Exercise tasks -
1) In the podcast transcript below, which existing database frustrated Richard Hipp and led to the idea for SQLite?
2) Do these statements agree with the podcast transcript below? Answer each with yes or no and quote the deciding words. (a) HeartBleed affected 17% of the world's web servers. (b) The email from Google about the security issue arrived on April 2nd, 2014. (c) Richard was an employee of Bath Iron Works.
3) Resume the podcast transcript below from its final sentence, keeping the same speakers and style.

Document -
Note: This podcast is designed to be heard. If you are able, we strongly encourage you to listen to the
audio, which includes emphasis that’s not on the page
Introduction
Adam:
Hello and welcome to CoRecursive. I’m Adam Gordon Bell. Each episode of CoRecursive, someone shares the fascinating story behind some piece of software being built. On April 1st, 2014, an open source maintainer got an email from Google about a security issue, and this was not an April Fool’s joke. This was HeartBleed and the project was OpenSSL. 17% of the world’s web servers were affected, and by the time the dust settled, people started asking questions like, “Why was this open source maintainer who received only $2,000 in donations a year responsible for 17% of the world’s encrypted web traffic?”
Ever since then, I’ve been curious about these critical pieces of infrastructure. What happens if your fun side project ended up powering the world? Do you try to monetize it? Do you focus on it full time? Does the weight of the maintenance crush you and you just leave computers and go to focus on building furniture? I have a purpose guest for discussing this topic.
Richard:
I’m Richard Hipp and I work on SQLite.
Adam:
Today’s show, I’m talking to Richard about how to survive becoming core infrastructure for the world. SQLite is everywhere. It’s in your web browser, it’s in your phone, it’s probably in your car, and it’s definitely in commercial planes. It’s where your iMessages and WhatsApp messages are stored, and if you just do a find on your computer for *.db, you’ll be amazed at how many SQLite databases you find. Today, Richard is going to share his story. The idea for SQLite actually came out of his frustrations with an existing database called Informix that was installed on a literal battleship.
The Battleship
Adam:
Richard was a contractor for Bath Iron Works working on software for the DDG-79 Oscar Austin. That is a battleship, the type that protects a fleet by being armed to the hilt.

Provided data -
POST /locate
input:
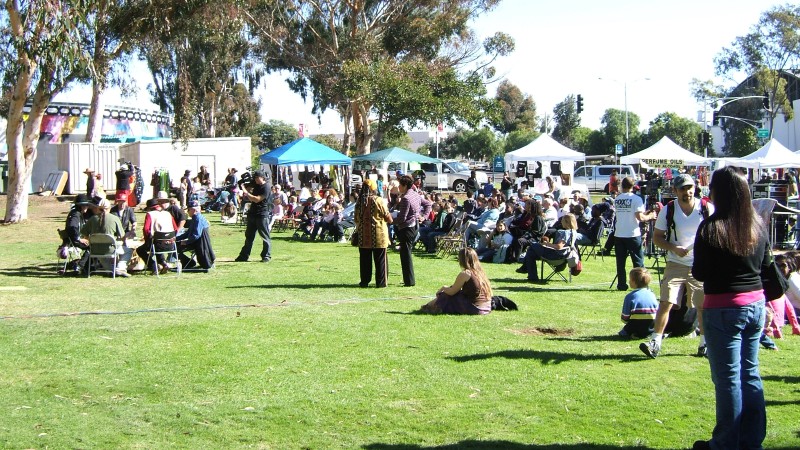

In response -
1) Informix, which was installed on a battleship.

2)
(a) Yes: "17% of the world’s web servers were affected"
(b) No: "On April 1st, 2014, an open source maintainer got an email from Google about a security issue"
(c) No: "Richard was a contractor for Bath Iron Works"

3)
Richard:
There’s a big, complex ship, and stuff’s always breaking. Suppose a pipe ruptures. You need to isolate that damage by closing valves on either side of the pipe, but then you also need to open valves elsewhere to restore the working fluid to other systems that are downstream so that they don’t go offline, and locating all those valves and whether you open them or close them can get very complicated, and so Automated Common Diagrams is a program that says, “Oh, here’s the problem. Here’s the valves you close. Here’s the valves you open. Here’s where they’re located.”
That was the original problem, and all the data for where all the pipes are running and all the valves are located, that was in the database. The computer was already installed on the ship. We didn’t have any control over that. The database was already installed on the ship. We didn’t have any control over that. We just had to use what was there.
NP-Complete Problems
Adam:
Richard was brought in because the solution to this problem was computationally complex and Richard was known for solving hard problems.
Richard:
Really, when you come right down to it, the types of systems that are designed by humans tend to be solvable in polynomial time. It’s just, the general description of the problem, where you have an arbitrary directed graph, is NP-complete, so, they were trying to write code that would solve this, and they hadn’t analyzed it and they didn’t realize this. They were, “You know, we’re not getting a solution. It’s just running forever and chewing up CPU cycles. What’s going on?” Well, that’s because it’s in NP-complete, and so you have to use heuristics that will find fast approximate solutions and put lots of things in there to verify that it’s not stuck in a loop somehow, and really, for the way they design these ships, the heuristics can find the exact solution, the optimal solution pretty quickly in every case, but it’s just, you can’t write a simple, naïve algorithm and expect it to finish quickly because you will get stuck in an exponential search, trying every valve combination to see which one’s going to give you the best solution.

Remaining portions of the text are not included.